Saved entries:
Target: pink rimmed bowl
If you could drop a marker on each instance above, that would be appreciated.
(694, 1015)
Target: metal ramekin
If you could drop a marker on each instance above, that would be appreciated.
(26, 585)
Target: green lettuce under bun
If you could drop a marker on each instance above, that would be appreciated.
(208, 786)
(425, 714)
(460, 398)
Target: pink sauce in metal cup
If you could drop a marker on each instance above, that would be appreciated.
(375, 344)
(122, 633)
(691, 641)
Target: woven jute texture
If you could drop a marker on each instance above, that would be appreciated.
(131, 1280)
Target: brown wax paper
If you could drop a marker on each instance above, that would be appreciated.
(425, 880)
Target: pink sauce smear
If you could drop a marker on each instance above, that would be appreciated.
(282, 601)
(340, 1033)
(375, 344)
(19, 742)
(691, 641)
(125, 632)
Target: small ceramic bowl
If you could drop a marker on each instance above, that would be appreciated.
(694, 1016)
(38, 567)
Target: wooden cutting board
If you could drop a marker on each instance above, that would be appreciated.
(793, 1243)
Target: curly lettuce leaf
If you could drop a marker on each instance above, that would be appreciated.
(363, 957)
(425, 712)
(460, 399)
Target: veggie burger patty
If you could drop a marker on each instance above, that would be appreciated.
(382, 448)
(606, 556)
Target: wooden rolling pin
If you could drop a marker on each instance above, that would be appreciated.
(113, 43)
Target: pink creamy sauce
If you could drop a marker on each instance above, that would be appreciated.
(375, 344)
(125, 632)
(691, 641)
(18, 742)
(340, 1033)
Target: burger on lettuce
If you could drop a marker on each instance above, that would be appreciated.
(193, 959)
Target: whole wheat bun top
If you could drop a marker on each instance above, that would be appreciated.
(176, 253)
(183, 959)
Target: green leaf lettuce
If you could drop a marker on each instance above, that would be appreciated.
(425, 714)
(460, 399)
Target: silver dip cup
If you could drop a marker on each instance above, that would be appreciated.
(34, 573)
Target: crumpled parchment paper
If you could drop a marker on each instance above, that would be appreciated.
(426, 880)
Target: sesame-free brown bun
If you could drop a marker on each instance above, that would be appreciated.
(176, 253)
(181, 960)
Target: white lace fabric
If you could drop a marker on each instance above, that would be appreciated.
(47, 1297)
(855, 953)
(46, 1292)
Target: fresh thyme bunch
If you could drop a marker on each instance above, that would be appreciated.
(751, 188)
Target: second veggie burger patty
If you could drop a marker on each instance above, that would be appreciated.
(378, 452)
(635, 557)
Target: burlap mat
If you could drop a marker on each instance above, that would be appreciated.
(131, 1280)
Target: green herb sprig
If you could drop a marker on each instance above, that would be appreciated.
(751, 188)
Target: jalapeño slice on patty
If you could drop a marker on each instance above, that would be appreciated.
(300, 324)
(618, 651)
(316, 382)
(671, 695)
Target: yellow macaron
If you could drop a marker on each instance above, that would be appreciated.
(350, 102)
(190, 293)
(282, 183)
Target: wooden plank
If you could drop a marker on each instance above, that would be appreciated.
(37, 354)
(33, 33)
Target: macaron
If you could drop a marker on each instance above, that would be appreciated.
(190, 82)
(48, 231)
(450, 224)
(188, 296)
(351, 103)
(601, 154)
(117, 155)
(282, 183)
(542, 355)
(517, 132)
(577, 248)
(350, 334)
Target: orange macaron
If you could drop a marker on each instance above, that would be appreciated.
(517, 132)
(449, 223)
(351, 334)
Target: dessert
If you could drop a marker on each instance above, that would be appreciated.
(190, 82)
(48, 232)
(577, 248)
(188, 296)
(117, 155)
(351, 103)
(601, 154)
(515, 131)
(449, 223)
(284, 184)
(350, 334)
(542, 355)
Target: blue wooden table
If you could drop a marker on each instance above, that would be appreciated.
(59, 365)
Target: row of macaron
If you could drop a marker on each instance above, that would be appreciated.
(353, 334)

* Your goal *
Every line that contains "brown" should be copied out of the data.

* Exercise output *
Target: brown wax paper
Target: sesame-free brown bun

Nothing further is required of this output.